▶ Your objective
Reproduce the records below, substituting "stony" for every occurrence of "rocky" and leaving everything else unchanged.

[BEGIN Provided data]

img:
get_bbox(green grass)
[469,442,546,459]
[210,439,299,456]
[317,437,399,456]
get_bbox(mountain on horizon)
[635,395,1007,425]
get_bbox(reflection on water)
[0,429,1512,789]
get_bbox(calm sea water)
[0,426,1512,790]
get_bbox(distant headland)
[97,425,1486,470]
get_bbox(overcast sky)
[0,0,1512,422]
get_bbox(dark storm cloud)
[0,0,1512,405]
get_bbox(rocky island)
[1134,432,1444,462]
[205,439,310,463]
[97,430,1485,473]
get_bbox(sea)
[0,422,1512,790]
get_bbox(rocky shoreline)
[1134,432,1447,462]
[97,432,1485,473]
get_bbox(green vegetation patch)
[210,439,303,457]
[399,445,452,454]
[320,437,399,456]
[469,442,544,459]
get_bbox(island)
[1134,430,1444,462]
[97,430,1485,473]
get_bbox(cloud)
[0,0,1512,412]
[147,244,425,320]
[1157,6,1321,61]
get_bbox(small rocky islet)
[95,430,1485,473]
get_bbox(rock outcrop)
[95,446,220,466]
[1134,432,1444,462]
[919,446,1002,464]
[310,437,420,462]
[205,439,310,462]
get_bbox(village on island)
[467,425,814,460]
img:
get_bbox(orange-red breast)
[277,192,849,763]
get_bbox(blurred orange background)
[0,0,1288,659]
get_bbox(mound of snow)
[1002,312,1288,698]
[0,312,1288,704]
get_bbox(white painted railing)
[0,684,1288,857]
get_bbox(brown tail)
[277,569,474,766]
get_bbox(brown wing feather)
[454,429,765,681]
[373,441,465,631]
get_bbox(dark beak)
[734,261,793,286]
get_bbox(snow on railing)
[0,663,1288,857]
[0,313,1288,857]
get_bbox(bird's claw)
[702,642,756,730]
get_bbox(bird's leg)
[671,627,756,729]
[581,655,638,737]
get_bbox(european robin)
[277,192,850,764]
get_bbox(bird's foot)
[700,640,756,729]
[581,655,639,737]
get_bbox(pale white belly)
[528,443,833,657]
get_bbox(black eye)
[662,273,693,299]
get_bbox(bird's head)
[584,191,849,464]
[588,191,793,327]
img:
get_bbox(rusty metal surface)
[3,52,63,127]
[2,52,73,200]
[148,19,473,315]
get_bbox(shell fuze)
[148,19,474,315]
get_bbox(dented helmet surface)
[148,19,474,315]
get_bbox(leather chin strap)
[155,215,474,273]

[END Provided data]

▶ Solution to this task
img:
get_bbox(green grass)
[469,442,546,459]
[210,439,299,456]
[317,437,399,456]
get_bbox(mountain on horizon)
[635,395,1007,425]
get_bbox(reflection on water)
[0,429,1512,789]
get_bbox(calm sea water)
[0,426,1512,790]
get_bbox(distant headland)
[97,425,1486,470]
get_bbox(overcast sky)
[0,0,1512,422]
get_bbox(dark storm cloud)
[0,0,1512,405]
get_bbox(stony island)
[1134,432,1444,462]
[205,439,310,463]
[97,430,1485,473]
get_bbox(sea)
[0,422,1512,790]
get_bbox(stony shoreline)
[1134,432,1447,462]
[97,432,1485,473]
get_bbox(green vegetation patch)
[210,439,303,457]
[399,445,452,454]
[320,437,399,456]
[469,442,544,459]
get_bbox(island)
[1134,430,1444,462]
[97,430,1485,473]
get_bbox(cloud)
[0,0,1512,412]
[147,244,425,320]
[1157,6,1321,61]
get_bbox(small stony islet)
[95,430,1485,473]
get_bbox(rock outcrop)
[95,446,220,466]
[1134,432,1444,462]
[919,446,1002,464]
[310,437,420,462]
[205,439,310,462]
get_bbox(village on island)
[467,425,814,460]
img:
get_bbox(orange-red breast)
[277,192,849,763]
get_bbox(blurred orange background)
[0,0,1288,659]
get_bbox(mound of snow)
[1002,312,1288,698]
[0,312,1288,704]
get_bbox(white painted railing)
[0,684,1288,857]
get_bbox(brown tail)
[277,569,474,766]
get_bbox(brown wing feather)
[454,429,765,681]
[373,441,465,631]
get_bbox(dark beak)
[734,261,793,286]
get_bbox(snow on railing)
[0,663,1288,857]
[0,313,1288,857]
get_bbox(bird's claw)
[702,642,756,730]
get_bbox(bird's leg)
[671,627,756,729]
[581,655,638,737]
get_bbox(european robin)
[277,192,850,764]
get_bbox(bird's foot)
[700,640,756,729]
[581,655,639,737]
get_bbox(pale white belly)
[528,443,833,657]
get_bbox(black eye)
[662,273,693,299]
get_bbox(bird's head)
[584,191,849,464]
[588,191,793,327]
img:
get_bbox(rusty metal surface)
[3,52,63,127]
[2,52,73,200]
[148,19,473,315]
get_bbox(shell fuze)
[148,19,474,315]
get_bbox(dented helmet surface)
[148,19,474,315]
get_bbox(leather chin strap)
[155,215,474,273]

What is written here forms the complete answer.